▶ **INSTRUCTIONS TO FOLLOW**
Once you reach the line containing "Query: white helmet", reproduce it and every later line exactly, through the end of the data.

▶ **Natural language region descriptions**
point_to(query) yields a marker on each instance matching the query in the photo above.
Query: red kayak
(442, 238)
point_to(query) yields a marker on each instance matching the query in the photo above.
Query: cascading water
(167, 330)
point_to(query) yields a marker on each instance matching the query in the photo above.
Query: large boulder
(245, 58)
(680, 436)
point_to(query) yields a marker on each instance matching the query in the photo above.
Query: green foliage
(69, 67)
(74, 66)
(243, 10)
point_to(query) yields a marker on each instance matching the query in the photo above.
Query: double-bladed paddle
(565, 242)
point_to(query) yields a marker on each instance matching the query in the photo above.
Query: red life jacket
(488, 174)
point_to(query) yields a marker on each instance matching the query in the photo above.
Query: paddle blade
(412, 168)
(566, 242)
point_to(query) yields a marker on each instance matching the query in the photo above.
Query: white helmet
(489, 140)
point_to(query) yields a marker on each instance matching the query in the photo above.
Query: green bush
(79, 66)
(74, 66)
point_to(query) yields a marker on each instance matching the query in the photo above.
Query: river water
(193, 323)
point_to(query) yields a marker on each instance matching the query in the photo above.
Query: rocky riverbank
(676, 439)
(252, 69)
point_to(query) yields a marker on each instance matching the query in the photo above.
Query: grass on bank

▶ **ANSWER SPACE**
Query: white helmet
(489, 140)
point_to(query) yields a marker on each instance matching the query in the photo above.
Query: green bush
(79, 66)
(74, 66)
point_to(query) yields a marker on each instance matching the query in the photo above.
Query: river water
(193, 323)
point_to(query) yields a marker on each instance matching the query in the photo above.
Query: rocky riverbank
(676, 439)
(252, 69)
point_to(query) yields a marker on each instance matching the query in the photo above.
Query: grass on bank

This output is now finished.